▸ Data extracts:
Segment Open

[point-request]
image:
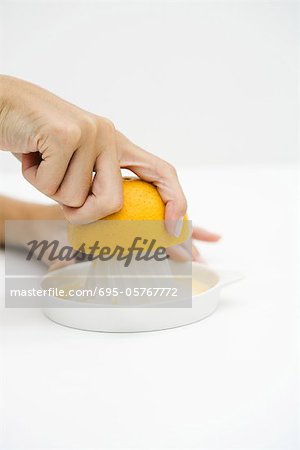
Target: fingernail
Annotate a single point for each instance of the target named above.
(178, 227)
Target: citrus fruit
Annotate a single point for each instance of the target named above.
(142, 215)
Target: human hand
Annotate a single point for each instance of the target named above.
(61, 147)
(187, 251)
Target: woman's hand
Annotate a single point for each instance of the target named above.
(61, 147)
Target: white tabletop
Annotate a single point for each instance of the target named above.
(228, 382)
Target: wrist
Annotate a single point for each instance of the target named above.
(5, 90)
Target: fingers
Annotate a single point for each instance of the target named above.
(77, 181)
(46, 174)
(183, 253)
(106, 196)
(200, 234)
(162, 175)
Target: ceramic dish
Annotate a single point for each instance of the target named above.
(134, 319)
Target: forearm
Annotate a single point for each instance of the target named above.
(11, 209)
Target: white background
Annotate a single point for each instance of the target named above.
(194, 82)
(210, 85)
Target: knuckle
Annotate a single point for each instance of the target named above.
(106, 125)
(169, 170)
(114, 204)
(89, 124)
(73, 200)
(66, 134)
(183, 206)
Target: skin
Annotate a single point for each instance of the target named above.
(61, 146)
(11, 209)
(75, 158)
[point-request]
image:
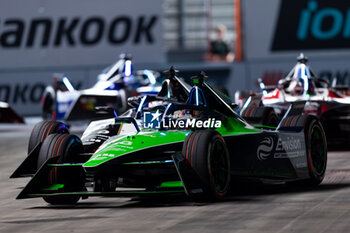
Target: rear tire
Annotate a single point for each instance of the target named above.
(207, 154)
(42, 129)
(66, 147)
(316, 147)
(316, 150)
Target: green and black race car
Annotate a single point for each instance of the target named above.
(186, 139)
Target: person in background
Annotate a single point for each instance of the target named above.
(219, 50)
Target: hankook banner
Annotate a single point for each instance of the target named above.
(61, 33)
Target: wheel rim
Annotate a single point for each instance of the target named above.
(219, 167)
(317, 151)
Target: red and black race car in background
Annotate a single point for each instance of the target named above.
(330, 104)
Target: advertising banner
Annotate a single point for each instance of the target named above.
(39, 33)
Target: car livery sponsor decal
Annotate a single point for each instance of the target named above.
(265, 148)
(286, 146)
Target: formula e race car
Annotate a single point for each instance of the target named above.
(193, 146)
(330, 104)
(114, 85)
(8, 115)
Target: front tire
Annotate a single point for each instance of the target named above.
(43, 129)
(66, 147)
(207, 154)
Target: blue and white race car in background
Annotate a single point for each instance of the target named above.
(114, 86)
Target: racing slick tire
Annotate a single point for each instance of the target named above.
(316, 148)
(42, 129)
(206, 152)
(66, 147)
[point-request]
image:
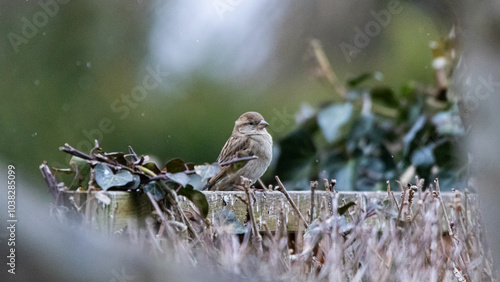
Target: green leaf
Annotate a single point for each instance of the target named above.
(353, 82)
(413, 137)
(179, 177)
(384, 96)
(175, 165)
(156, 190)
(448, 123)
(334, 121)
(195, 181)
(207, 171)
(106, 179)
(82, 173)
(197, 198)
(152, 167)
(227, 222)
(296, 156)
(117, 157)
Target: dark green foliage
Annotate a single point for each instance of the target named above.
(375, 135)
(129, 172)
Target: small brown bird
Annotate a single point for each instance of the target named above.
(249, 138)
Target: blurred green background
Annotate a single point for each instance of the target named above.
(73, 71)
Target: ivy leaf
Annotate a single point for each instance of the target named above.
(106, 179)
(353, 82)
(197, 198)
(195, 181)
(207, 171)
(384, 96)
(117, 157)
(227, 221)
(179, 177)
(175, 165)
(156, 190)
(81, 168)
(334, 121)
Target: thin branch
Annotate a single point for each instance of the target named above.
(282, 189)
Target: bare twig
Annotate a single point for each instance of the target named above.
(326, 68)
(282, 189)
(314, 185)
(257, 236)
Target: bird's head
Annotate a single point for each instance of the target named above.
(251, 123)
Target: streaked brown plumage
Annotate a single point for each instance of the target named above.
(249, 138)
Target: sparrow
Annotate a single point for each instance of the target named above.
(249, 138)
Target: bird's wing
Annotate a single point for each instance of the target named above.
(235, 144)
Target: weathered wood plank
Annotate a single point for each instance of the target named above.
(268, 205)
(132, 208)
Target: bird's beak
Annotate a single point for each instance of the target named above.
(263, 124)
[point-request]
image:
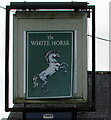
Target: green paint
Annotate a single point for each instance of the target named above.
(38, 44)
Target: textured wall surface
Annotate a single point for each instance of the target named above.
(103, 100)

Segment Closed

▸ What is needed: From the material above, please return each line containing "hand".

▸ Written solution:
Target: human hand
Target: woman's hand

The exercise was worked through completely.